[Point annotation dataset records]
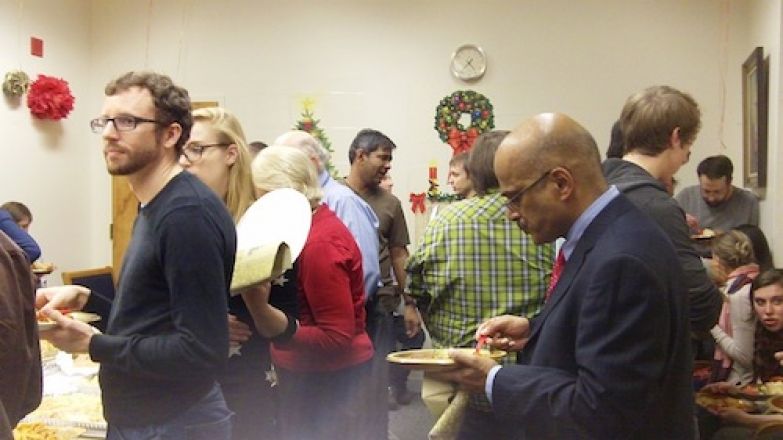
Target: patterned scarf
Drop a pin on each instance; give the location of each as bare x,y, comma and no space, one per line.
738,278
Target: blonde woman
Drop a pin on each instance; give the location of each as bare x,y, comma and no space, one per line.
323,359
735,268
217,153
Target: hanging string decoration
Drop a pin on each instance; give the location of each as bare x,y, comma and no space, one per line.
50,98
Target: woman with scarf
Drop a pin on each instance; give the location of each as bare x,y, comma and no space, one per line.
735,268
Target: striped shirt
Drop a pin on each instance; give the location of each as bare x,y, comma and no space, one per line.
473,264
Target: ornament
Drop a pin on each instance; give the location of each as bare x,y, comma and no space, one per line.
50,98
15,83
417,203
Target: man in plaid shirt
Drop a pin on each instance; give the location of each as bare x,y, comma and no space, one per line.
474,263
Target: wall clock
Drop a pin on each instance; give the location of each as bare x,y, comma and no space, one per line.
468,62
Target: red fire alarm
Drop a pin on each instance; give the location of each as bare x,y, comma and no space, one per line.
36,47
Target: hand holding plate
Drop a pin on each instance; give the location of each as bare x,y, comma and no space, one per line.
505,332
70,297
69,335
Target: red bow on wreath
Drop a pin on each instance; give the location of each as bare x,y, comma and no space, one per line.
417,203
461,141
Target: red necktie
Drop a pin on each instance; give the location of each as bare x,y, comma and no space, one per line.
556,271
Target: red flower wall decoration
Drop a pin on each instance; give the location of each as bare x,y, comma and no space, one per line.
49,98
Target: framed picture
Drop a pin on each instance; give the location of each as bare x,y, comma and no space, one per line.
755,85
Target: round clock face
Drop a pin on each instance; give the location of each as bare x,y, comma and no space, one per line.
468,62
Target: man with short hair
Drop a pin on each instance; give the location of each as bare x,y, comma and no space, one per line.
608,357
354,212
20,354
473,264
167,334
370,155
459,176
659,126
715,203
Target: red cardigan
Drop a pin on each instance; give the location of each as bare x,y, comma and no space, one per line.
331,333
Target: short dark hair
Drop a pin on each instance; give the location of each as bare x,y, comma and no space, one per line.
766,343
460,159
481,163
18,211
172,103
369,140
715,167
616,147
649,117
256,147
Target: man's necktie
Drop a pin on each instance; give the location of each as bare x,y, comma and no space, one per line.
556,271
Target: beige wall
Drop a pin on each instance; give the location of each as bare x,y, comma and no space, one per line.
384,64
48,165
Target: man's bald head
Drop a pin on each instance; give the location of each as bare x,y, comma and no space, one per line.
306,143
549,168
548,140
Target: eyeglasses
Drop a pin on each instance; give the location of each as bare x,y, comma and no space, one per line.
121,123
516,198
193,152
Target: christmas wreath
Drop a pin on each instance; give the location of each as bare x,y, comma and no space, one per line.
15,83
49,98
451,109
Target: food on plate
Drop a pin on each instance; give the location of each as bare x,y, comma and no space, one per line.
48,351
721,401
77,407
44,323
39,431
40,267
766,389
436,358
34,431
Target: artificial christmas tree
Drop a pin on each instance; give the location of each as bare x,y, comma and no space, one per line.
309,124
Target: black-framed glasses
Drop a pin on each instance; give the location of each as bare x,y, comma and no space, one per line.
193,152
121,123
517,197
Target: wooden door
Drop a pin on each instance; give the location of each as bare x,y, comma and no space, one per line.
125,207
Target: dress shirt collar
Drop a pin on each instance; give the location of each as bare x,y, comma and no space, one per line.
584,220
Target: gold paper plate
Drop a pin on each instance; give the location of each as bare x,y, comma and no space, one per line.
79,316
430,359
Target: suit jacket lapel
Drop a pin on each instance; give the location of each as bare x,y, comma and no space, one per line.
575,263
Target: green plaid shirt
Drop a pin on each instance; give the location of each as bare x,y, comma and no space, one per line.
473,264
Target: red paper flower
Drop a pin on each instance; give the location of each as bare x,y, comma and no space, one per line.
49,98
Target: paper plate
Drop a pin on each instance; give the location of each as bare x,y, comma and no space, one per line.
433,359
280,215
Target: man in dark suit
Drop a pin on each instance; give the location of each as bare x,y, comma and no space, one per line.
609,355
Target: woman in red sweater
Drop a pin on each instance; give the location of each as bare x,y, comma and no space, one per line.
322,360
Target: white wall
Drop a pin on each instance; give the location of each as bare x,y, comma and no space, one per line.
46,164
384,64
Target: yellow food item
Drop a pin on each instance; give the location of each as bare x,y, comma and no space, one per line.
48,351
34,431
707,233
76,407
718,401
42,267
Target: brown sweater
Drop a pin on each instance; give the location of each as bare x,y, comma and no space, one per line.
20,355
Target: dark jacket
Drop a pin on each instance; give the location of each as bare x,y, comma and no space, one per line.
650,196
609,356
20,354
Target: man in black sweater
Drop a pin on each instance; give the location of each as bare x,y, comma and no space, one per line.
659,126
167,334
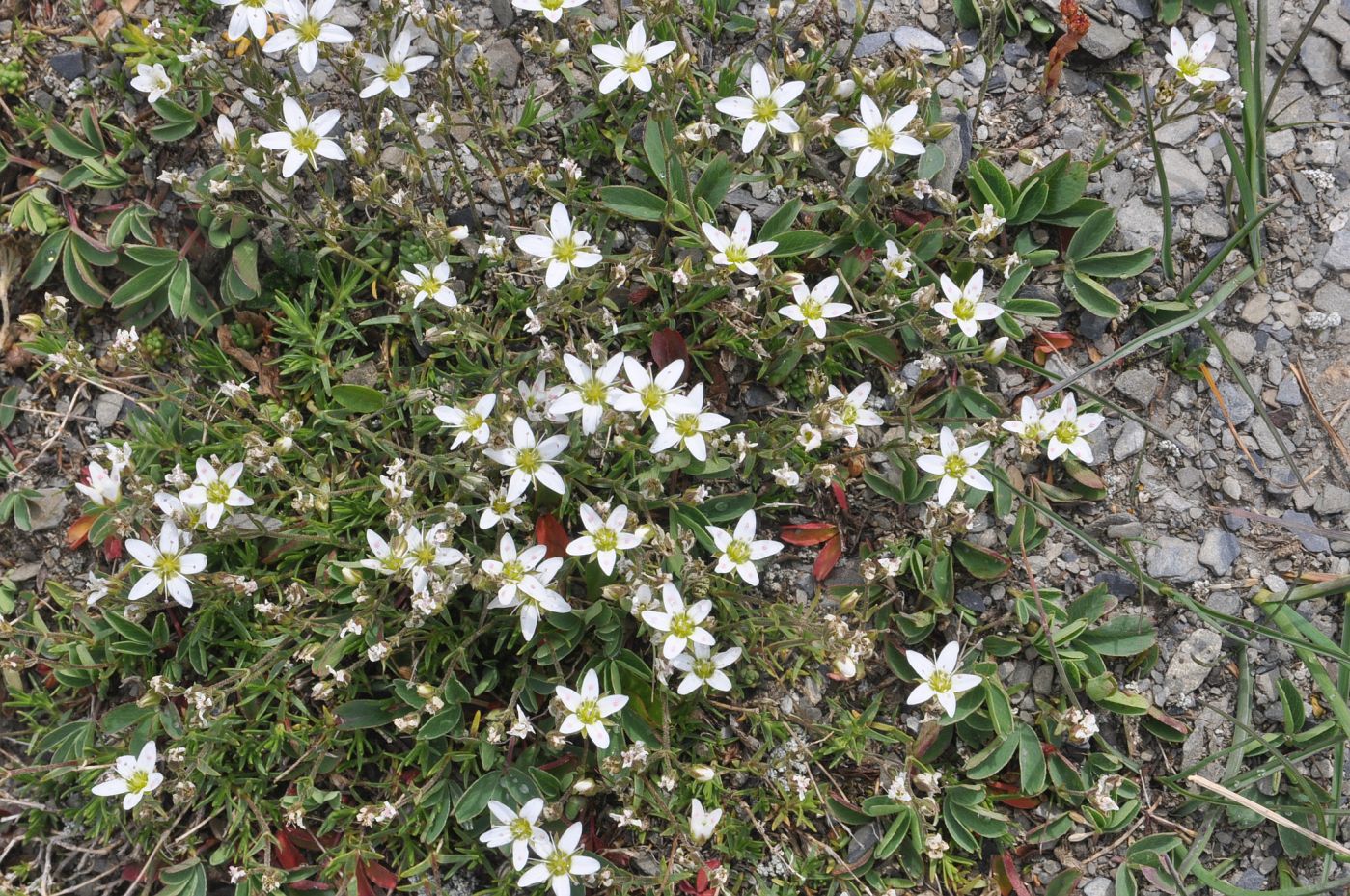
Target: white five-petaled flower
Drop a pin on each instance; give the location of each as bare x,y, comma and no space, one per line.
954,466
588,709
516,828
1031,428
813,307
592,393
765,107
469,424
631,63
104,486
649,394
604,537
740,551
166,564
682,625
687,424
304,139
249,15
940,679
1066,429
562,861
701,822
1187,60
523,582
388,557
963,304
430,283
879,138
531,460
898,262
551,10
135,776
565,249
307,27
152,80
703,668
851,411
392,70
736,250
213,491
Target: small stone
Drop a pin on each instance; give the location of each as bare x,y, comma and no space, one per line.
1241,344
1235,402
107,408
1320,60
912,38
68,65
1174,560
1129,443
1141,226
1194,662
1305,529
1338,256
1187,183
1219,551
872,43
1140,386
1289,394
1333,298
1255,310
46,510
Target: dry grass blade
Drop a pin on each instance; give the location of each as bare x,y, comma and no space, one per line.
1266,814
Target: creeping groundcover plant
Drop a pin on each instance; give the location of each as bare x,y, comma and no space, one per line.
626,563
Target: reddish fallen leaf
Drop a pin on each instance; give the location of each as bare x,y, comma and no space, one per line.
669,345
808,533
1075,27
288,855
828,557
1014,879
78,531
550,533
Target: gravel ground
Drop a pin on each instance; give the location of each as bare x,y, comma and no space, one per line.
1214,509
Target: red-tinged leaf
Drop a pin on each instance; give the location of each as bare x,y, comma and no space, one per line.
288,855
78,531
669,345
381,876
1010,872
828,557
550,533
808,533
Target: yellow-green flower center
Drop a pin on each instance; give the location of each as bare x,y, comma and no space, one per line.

==

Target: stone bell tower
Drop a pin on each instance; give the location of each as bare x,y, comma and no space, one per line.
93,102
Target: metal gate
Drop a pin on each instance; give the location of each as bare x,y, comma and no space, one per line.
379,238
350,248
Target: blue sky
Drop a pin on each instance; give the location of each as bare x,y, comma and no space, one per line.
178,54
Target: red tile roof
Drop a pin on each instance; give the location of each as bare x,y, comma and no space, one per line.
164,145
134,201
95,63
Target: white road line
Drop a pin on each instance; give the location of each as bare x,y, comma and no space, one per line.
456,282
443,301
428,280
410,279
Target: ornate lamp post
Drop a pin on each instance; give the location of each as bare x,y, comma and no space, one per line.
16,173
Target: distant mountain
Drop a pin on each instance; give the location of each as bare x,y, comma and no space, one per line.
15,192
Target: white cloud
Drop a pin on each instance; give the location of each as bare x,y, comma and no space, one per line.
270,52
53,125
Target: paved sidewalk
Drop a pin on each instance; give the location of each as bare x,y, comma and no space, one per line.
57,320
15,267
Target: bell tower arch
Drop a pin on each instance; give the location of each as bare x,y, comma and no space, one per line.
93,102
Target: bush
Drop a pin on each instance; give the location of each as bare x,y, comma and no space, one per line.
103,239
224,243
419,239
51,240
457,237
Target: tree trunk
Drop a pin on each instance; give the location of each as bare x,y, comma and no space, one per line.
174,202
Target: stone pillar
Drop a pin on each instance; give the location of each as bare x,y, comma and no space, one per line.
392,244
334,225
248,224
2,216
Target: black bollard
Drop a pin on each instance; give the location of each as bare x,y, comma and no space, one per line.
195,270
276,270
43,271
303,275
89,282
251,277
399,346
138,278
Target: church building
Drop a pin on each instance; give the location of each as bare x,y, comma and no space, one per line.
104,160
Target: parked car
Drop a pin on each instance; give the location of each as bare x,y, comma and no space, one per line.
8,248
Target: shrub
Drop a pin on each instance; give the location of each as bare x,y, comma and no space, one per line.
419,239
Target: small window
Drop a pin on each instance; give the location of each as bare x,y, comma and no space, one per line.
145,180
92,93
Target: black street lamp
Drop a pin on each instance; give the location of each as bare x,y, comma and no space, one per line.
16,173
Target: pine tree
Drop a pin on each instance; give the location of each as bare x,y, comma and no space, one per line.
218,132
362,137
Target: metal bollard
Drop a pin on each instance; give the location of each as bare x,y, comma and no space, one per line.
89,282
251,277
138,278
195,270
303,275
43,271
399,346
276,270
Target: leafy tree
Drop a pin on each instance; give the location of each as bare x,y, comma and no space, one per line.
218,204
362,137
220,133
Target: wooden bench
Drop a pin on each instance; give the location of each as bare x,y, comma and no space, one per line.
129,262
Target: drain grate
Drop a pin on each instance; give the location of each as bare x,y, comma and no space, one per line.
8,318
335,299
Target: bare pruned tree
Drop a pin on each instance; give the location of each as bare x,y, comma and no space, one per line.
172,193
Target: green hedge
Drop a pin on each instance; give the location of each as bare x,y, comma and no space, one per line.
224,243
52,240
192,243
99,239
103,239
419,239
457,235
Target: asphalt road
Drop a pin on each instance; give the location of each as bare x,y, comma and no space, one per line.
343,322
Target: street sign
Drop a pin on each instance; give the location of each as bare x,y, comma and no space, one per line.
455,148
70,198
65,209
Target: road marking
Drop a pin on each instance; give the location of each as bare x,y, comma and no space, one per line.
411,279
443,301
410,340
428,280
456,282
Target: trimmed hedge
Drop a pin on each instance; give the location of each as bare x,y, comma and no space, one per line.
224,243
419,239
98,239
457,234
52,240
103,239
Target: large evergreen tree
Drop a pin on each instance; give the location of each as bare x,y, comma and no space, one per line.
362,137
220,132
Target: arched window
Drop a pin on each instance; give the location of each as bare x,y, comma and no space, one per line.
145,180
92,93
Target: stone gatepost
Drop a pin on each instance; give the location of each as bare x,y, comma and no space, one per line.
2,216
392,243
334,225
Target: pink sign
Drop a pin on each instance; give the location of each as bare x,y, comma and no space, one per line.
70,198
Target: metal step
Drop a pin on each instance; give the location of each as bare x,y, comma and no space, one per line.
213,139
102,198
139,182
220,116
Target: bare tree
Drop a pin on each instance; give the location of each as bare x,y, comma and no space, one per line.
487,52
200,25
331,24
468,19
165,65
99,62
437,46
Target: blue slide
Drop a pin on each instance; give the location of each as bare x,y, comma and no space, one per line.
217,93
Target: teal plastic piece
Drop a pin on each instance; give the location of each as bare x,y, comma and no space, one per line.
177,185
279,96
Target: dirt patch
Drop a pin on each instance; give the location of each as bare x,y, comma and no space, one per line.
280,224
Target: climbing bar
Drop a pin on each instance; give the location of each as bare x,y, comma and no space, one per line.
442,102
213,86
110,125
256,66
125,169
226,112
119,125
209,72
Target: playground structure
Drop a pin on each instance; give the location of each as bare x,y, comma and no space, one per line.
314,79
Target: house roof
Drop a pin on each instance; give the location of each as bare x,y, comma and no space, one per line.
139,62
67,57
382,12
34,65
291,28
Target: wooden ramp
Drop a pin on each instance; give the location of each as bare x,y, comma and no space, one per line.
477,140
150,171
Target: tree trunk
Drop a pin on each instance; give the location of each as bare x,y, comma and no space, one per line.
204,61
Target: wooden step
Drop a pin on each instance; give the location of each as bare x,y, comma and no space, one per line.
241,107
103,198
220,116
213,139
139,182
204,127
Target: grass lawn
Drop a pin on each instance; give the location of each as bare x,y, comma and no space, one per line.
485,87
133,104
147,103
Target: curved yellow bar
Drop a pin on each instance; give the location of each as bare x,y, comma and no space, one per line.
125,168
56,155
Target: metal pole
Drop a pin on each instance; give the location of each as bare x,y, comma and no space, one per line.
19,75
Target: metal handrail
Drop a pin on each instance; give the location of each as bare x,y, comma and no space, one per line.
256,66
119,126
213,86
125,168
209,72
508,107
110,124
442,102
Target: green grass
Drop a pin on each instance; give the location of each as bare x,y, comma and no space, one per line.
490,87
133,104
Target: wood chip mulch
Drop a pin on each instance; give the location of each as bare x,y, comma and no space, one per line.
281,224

**EXERCISE DIRECTIONS:**
Return every line of the records above that contains the word "flower", copying each one in full.

**WRITTEN SOLUTION:**
Target: red flower wall decoration
Target: red paper flower
Target: white five-petaled flower
Target: yellow-green flower center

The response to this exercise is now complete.